**EXERCISE**
Output, please, every line from the line that holds "If you could drop a marker on the shadow" to the end, exactly as written.

━━━━━ EXERCISE MATERIALS ━━━━━

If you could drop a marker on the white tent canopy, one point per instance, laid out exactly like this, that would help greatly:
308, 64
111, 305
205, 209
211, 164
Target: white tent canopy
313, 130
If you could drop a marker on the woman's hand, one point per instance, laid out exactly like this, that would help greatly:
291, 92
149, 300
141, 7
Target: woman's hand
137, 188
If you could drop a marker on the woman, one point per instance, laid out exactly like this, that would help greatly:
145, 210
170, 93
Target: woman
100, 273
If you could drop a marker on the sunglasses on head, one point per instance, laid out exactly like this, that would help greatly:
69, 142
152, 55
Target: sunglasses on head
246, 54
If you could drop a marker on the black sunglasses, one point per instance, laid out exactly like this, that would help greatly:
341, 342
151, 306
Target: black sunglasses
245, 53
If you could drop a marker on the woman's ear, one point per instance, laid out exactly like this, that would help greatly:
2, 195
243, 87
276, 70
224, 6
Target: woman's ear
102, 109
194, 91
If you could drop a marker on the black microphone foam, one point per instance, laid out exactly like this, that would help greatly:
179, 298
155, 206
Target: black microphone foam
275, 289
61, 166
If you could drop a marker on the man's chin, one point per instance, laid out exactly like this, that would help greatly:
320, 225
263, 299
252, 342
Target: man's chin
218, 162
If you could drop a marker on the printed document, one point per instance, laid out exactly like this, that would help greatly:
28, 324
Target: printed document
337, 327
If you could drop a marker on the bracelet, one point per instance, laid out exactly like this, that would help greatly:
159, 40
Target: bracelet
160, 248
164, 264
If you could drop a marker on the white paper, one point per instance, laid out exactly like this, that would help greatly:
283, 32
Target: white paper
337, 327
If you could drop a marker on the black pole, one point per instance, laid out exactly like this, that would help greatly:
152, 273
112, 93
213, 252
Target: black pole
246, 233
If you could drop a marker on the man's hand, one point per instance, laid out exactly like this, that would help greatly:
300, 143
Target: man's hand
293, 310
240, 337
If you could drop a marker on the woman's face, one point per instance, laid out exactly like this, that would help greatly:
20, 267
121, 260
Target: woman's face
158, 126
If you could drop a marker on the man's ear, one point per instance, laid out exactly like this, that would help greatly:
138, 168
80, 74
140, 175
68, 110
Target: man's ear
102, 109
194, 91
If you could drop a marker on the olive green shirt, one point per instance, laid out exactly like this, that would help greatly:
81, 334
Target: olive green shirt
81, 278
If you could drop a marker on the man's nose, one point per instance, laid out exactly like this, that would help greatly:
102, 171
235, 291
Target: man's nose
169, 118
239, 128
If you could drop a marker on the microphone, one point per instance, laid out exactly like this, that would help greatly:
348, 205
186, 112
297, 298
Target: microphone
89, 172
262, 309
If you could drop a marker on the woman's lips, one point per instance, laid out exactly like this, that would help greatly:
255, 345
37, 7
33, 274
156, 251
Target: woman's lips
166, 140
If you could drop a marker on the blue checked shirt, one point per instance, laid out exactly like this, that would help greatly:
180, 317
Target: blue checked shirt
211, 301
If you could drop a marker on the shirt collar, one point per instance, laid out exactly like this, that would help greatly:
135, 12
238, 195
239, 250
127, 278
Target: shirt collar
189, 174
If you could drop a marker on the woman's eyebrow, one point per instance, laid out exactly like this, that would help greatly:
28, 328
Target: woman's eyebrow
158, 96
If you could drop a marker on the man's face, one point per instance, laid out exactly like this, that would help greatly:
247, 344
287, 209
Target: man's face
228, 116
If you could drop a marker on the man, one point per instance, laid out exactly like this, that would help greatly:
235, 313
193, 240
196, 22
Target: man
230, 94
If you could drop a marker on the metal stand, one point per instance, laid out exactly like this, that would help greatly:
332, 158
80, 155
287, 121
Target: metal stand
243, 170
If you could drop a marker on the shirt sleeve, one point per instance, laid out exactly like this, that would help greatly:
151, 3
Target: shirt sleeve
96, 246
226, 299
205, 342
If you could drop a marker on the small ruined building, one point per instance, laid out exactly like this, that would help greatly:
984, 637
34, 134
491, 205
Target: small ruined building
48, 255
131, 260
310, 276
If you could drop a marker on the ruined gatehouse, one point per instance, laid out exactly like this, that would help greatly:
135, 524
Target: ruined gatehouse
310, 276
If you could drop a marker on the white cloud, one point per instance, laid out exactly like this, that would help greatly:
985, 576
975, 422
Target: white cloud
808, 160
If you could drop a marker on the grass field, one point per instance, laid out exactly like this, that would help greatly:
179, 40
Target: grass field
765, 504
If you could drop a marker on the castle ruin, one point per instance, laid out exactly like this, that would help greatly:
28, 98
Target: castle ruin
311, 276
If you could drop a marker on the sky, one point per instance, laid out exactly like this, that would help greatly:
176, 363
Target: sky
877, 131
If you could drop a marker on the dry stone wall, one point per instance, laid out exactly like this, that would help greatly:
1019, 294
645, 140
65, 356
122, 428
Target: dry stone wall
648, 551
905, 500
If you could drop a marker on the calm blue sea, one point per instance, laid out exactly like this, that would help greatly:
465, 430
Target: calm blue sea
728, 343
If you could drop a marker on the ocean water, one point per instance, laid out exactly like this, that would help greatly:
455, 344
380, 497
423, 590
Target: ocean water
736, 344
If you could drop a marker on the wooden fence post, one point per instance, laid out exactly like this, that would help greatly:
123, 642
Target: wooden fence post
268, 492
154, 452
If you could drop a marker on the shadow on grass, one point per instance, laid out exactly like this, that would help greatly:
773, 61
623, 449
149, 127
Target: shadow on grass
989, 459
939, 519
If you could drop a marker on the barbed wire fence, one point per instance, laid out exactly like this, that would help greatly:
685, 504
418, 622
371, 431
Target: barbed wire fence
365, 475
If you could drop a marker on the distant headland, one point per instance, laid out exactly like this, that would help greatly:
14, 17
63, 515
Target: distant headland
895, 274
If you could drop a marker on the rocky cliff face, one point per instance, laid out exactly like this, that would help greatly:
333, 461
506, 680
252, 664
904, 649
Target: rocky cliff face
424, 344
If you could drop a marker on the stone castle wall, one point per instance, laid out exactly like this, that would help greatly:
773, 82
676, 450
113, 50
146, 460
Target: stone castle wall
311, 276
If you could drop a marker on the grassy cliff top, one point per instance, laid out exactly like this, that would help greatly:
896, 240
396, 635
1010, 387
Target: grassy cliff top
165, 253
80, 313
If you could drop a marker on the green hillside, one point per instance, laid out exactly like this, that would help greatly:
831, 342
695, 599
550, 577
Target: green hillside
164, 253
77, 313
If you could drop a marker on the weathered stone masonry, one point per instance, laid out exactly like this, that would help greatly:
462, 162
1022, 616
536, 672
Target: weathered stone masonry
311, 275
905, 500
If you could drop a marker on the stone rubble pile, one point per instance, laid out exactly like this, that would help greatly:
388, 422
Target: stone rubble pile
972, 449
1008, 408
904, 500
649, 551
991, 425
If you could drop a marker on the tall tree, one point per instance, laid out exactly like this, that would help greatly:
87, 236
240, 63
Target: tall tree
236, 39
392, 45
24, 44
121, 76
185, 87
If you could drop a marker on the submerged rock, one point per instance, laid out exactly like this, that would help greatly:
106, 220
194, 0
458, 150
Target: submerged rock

━━━━━

**EXERCISE OUTPUT**
If you could drop a marker on the shadow on grass, one point per instance, laid out exactly like this, that would help greatly:
773, 61
623, 449
149, 127
Target: shadow on grass
989, 459
939, 519
If you could drop a marker on the barbed wire fence, one point per instance, laid out exactly like this, that would help greatly:
685, 504
418, 622
371, 431
Target: barbed wire fence
365, 475
If you could drop a marker on the distant headland, one point per instance, laid out exactly like this, that would help greatly:
14, 17
63, 515
Target: distant headland
895, 274
If you could drop a marker on the rocky cliff face, one point per instance, laid out exactly like this, that would help greatly:
333, 461
506, 680
252, 664
904, 649
Target: rocky cliff face
424, 344
If you could drop a marker on the stone castle wall, one point per instance, laid out exactly like this, that would help greatly:
773, 82
676, 450
113, 50
146, 460
Target: stone castle wall
311, 276
If you could drop a marker on the grassy cliff top, one point per instance, laid out exactly like this, that would help greatly:
896, 240
396, 635
1010, 387
Target: grassy cliff top
165, 253
80, 313
If you could drop a marker on the green hillside, one point per instance, laid out exactly like this, that would help greatly:
831, 342
695, 599
550, 577
Target: green hillside
164, 253
77, 313
If you could drop a marker on the weathered stone masonry, one point per instance, laid out exactly like this, that would help greatly:
462, 162
1022, 616
536, 672
Target: weathered stone masonry
311, 275
905, 500
If you could drop a marker on the stone rubble pile, one point per instance, laid out exactly like this, that would help greatly:
388, 422
Target: stone rubble pile
972, 449
1008, 408
904, 500
649, 551
991, 425
If you could drop a marker on the tall tree, one point per instance, laid out exactly like this, that would help greatly:
87, 236
240, 63
Target: tall tree
236, 39
392, 45
24, 44
121, 76
185, 87
If you could drop a marker on the submerged rock, one point per instance, laid out exactly like this, that would help greatly:
106, 220
194, 0
458, 150
Target: submerged rock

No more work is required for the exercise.